══ Document extract

The Wikipedia Dilemma

11/13/23 • 42 min

The Ned Ludd Radio Hour

Today, I want to talk about Wikipedia – not because I think it’s under any real threat from Elon Musk or other external forces. Instead, I want to talk about it because I think it’s something of subtly profound importance in the internet age.


In a moment you’ll hear me speaking to Alex Hollender who was a staff member at the Wikimedia Foundation, the non-profit that runs the show, who led the 2023 re-resign of Wikipedia. We’re going to talk about what it’s like to work for the online encyclopedia, what makes it great, and how you build something with a view to it being accessed by as many people as possible. I think the conversation is a really valuable one for anyone interested in the creation of a tool like Wikipedia, but also designers and developers curious about how to subtle tweak the user experience, and how UX can change how we experience a site.

════
══ Recorded data

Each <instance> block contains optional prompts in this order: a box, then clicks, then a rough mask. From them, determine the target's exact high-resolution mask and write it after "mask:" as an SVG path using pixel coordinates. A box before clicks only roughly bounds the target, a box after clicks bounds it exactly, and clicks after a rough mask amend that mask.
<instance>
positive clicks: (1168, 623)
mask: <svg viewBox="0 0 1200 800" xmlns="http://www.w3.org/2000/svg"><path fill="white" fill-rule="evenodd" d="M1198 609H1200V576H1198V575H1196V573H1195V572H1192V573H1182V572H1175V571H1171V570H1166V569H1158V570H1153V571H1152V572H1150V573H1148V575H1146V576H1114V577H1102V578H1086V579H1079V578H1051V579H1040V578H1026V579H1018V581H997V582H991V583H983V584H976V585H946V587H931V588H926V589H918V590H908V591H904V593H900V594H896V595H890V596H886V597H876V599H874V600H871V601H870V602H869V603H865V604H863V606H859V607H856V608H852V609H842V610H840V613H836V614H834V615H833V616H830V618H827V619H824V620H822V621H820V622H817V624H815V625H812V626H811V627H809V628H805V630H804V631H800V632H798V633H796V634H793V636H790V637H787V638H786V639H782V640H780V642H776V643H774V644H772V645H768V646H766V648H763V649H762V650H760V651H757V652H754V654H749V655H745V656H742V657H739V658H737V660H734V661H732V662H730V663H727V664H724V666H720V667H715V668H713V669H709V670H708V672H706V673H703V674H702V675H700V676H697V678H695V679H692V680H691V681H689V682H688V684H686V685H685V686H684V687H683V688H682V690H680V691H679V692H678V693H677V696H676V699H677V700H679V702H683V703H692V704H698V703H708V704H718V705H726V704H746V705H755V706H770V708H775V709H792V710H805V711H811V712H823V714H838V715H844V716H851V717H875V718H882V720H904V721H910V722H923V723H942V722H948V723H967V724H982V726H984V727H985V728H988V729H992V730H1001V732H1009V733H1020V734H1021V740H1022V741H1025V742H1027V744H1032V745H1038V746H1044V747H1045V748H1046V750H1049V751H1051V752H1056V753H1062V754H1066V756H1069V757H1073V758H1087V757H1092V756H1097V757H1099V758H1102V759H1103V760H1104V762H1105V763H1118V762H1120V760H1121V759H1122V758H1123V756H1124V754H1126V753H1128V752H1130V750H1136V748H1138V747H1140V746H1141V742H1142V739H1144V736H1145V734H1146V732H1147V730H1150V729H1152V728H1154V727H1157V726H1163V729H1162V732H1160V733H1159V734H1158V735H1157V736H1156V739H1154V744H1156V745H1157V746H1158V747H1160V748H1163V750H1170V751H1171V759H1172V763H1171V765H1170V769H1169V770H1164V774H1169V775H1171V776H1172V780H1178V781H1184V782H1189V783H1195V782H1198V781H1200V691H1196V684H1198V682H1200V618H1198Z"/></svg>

════

Apply what you read:
1. From the Wikipedia episode description, set down everything from "The Ned Ludd" down to "experience a site.".
2. According to the Wikipedia episode description, how long is the episode?
3. Does each statement agree with the Wikipedia episode description? Answer yes or no for each and quote the deciding words.
(a) The speaker thinks Wikipedia is under real threat from Elon Musk.
(b) Alex Hollender was a staff member at the Wikimedia Foundation.
(c) The conversation covers what it is like to work for the online encyclopedia.

Per-task answers:
1.
The Ned Ludd Radio Hour

Today, I want to talk about Wikipedia – not because I think it’s under any real threat from Elon Musk or other external forces. Instead, I want to talk about it because I think it’s something of subtly profound importance in the internet age.


In a moment you’ll hear me speaking to Alex Hollender who was a staff member at the Wikimedia Foundation, the non-profit that runs the show, who led the 2023 re-resign of Wikipedia. We’re going to talk about what it’s like to work for the online encyclopedia, what makes it great, and how you build something with a view to it being accessed by as many people as possible. I think the conversation is a really valuable one for anyone interested in the creation of a tool like Wikipedia, but also designers and developers curious about how to subtle tweak the user experience, and how UX can change how we experience a site.

2. 42 minutes.

3.
(a) No: "not because I think it’s under any real threat from Elon Musk or other external forces"
(b) Yes: "Alex Hollender who was a staff member at the Wikimedia Foundation"
(c) Yes: "what it’s like to work for the online encyclopedia"